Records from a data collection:

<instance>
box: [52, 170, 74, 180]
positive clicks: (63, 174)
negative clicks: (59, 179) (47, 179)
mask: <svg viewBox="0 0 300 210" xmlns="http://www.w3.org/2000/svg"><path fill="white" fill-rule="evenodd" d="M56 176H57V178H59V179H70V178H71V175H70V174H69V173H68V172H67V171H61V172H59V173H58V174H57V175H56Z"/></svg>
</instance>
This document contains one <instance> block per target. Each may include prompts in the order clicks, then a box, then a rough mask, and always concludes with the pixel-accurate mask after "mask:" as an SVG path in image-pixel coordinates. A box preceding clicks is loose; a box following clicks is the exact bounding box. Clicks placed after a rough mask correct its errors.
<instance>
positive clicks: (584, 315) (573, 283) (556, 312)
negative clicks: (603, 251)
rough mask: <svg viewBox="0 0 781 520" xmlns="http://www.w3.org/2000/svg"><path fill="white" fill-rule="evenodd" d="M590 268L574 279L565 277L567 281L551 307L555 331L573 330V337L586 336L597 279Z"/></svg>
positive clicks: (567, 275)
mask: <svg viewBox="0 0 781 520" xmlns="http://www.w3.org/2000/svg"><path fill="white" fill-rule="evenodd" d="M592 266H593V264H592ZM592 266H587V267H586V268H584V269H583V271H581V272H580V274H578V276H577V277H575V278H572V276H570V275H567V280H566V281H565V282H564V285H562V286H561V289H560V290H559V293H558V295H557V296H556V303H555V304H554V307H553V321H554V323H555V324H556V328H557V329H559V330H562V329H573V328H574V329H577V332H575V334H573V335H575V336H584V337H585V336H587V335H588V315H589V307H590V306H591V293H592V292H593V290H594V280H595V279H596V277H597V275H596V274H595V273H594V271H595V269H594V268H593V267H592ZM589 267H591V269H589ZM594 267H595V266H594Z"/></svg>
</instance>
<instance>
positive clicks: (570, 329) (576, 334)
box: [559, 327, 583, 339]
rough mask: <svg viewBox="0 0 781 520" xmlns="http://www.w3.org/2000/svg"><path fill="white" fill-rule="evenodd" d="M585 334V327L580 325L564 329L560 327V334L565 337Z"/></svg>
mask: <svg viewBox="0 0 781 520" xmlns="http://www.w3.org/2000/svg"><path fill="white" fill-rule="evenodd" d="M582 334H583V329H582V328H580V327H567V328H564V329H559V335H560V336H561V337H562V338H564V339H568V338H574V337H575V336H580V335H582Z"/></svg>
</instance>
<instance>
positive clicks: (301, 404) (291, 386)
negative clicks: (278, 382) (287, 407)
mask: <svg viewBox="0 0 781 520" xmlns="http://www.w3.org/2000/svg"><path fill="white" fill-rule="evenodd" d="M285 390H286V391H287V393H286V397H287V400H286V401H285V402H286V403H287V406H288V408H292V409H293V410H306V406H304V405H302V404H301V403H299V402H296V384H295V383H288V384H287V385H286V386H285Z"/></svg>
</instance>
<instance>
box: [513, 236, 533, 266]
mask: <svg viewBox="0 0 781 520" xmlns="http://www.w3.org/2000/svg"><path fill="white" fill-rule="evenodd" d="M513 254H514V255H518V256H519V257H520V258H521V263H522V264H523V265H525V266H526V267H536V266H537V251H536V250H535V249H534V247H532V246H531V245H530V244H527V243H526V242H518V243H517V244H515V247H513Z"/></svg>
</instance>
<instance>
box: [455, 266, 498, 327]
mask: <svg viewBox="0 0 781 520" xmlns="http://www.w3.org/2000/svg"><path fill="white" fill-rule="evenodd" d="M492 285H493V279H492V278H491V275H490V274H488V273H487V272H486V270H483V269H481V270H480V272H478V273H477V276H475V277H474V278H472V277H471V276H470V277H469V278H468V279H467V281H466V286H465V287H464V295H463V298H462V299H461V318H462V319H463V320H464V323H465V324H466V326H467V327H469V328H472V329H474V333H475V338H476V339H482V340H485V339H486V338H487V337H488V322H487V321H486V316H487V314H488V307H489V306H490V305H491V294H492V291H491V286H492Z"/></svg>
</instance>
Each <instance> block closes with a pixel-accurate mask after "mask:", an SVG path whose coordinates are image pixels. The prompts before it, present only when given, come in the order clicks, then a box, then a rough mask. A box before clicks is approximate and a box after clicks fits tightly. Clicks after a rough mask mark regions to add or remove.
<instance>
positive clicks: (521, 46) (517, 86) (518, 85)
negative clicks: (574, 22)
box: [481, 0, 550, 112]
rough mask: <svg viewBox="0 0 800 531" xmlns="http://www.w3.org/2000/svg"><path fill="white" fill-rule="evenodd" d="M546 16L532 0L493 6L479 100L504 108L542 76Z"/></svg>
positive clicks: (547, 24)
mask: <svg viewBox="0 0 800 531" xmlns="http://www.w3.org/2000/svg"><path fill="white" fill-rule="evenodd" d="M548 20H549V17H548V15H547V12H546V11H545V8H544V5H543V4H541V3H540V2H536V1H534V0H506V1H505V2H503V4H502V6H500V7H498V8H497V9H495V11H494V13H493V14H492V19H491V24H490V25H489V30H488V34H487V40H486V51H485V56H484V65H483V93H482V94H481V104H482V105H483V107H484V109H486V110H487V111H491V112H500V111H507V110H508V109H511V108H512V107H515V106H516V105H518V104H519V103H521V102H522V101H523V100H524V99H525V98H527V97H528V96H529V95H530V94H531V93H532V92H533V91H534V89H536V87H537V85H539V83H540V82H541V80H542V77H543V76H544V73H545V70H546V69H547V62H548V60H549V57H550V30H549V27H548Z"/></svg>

**Task prompt:**
All lines of the data are to be repeated exactly as they stand.

**Result below:**
<instance>
box: [52, 170, 74, 180]
positive clicks: (63, 174)
negative clicks: (59, 179) (47, 179)
mask: <svg viewBox="0 0 300 210" xmlns="http://www.w3.org/2000/svg"><path fill="white" fill-rule="evenodd" d="M56 176H57V178H59V179H70V178H71V175H70V174H69V173H68V172H67V171H61V172H59V173H58V174H57V175H56Z"/></svg>
</instance>
This document contains one <instance> block per target. Each may include prompts in the order clicks, then a box, then a rough mask, and always concludes with the pixel-accurate mask after "mask:" as an SVG path in image-pixel coordinates. A box preceding clicks is loose; a box following clicks is the exact bounding box. Clicks placed after a rough mask correct its errors.
<instance>
positive clicks: (584, 315) (573, 283) (556, 312)
negative clicks: (603, 251)
rough mask: <svg viewBox="0 0 781 520" xmlns="http://www.w3.org/2000/svg"><path fill="white" fill-rule="evenodd" d="M590 268L574 279L565 277L567 281L551 307L555 331L573 330V337L586 336L597 279Z"/></svg>
positive clicks: (567, 275)
mask: <svg viewBox="0 0 781 520" xmlns="http://www.w3.org/2000/svg"><path fill="white" fill-rule="evenodd" d="M592 266H593V264H592ZM592 266H587V267H586V268H584V269H583V271H581V272H580V274H578V276H577V277H575V278H572V276H570V275H567V280H566V281H565V282H564V285H562V286H561V289H560V290H559V293H558V295H557V296H556V303H555V304H554V307H553V321H554V323H555V324H556V328H557V329H559V330H562V329H573V328H574V329H577V332H575V334H573V335H575V336H584V337H585V336H587V335H588V315H589V307H590V306H591V293H592V292H593V290H594V280H595V279H596V277H597V275H596V274H595V273H594V271H595V269H594V268H593V267H592ZM589 267H591V269H589ZM594 267H595V266H594Z"/></svg>
</instance>
<instance>
positive clicks: (570, 329) (576, 334)
box: [559, 327, 583, 339]
rough mask: <svg viewBox="0 0 781 520" xmlns="http://www.w3.org/2000/svg"><path fill="white" fill-rule="evenodd" d="M585 334V327L580 325L564 329L560 327V334L565 337Z"/></svg>
mask: <svg viewBox="0 0 781 520" xmlns="http://www.w3.org/2000/svg"><path fill="white" fill-rule="evenodd" d="M582 334H583V329H582V328H580V327H567V328H564V329H559V335H560V336H561V337H562V338H564V339H568V338H574V337H575V336H580V335H582Z"/></svg>
</instance>
<instance>
positive clicks: (301, 404) (291, 386)
negative clicks: (278, 382) (287, 407)
mask: <svg viewBox="0 0 781 520" xmlns="http://www.w3.org/2000/svg"><path fill="white" fill-rule="evenodd" d="M285 390H286V391H287V393H286V397H287V400H286V401H285V402H286V403H287V406H288V408H292V409H293V410H306V406H304V405H302V404H301V403H299V402H296V384H295V383H288V384H287V385H286V386H285Z"/></svg>
</instance>
<instance>
box: [513, 236, 533, 266]
mask: <svg viewBox="0 0 781 520" xmlns="http://www.w3.org/2000/svg"><path fill="white" fill-rule="evenodd" d="M513 254H514V255H518V256H519V257H520V258H521V263H522V264H523V265H525V266H526V267H536V266H537V251H536V250H535V249H534V247H532V246H531V245H530V244H527V243H526V242H518V243H517V244H515V247H513Z"/></svg>
</instance>
<instance>
box: [455, 266, 498, 327]
mask: <svg viewBox="0 0 781 520" xmlns="http://www.w3.org/2000/svg"><path fill="white" fill-rule="evenodd" d="M492 285H493V279H492V278H491V275H490V274H488V273H487V272H486V270H483V269H481V270H480V272H478V273H477V276H475V277H474V278H472V277H471V276H470V277H469V278H468V279H467V281H466V286H465V287H464V295H463V298H462V299H461V318H462V319H463V320H464V323H465V324H466V326H467V327H469V328H472V329H474V333H475V338H476V339H482V340H485V339H486V338H487V337H488V322H487V321H486V316H487V314H488V307H489V306H490V305H491V294H492V291H491V286H492Z"/></svg>
</instance>
Each <instance> block closes with a pixel-accurate mask after "mask:", an SVG path whose coordinates are image pixels. The prompts before it, present only when given, come in the order clicks, then a box, then a rough mask. A box before clicks is approximate and a box after clicks fits tightly. Clicks after a rough mask mark regions to add or remove.
<instance>
positive clicks: (521, 46) (517, 86) (518, 85)
negative clicks: (574, 22)
box: [481, 0, 550, 112]
rough mask: <svg viewBox="0 0 800 531" xmlns="http://www.w3.org/2000/svg"><path fill="white" fill-rule="evenodd" d="M546 16L532 0L493 6L479 100L504 108L542 76Z"/></svg>
positive clicks: (547, 24)
mask: <svg viewBox="0 0 800 531" xmlns="http://www.w3.org/2000/svg"><path fill="white" fill-rule="evenodd" d="M548 20H549V17H548V15H547V12H546V11H545V8H544V5H543V4H541V3H540V2H536V1H534V0H506V1H505V2H503V4H502V6H500V7H498V8H497V9H495V11H494V13H493V14H492V19H491V24H490V25H489V30H488V34H487V40H486V51H485V56H484V65H483V93H482V94H481V104H482V105H483V107H484V109H486V110H487V111H491V112H500V111H507V110H508V109H511V108H512V107H515V106H516V105H518V104H519V103H521V102H522V101H523V100H524V99H525V98H527V97H528V96H529V95H530V94H531V93H532V92H533V91H534V89H536V87H537V85H539V83H540V82H541V80H542V77H543V76H544V73H545V70H546V69H547V62H548V60H549V57H550V30H549V27H548Z"/></svg>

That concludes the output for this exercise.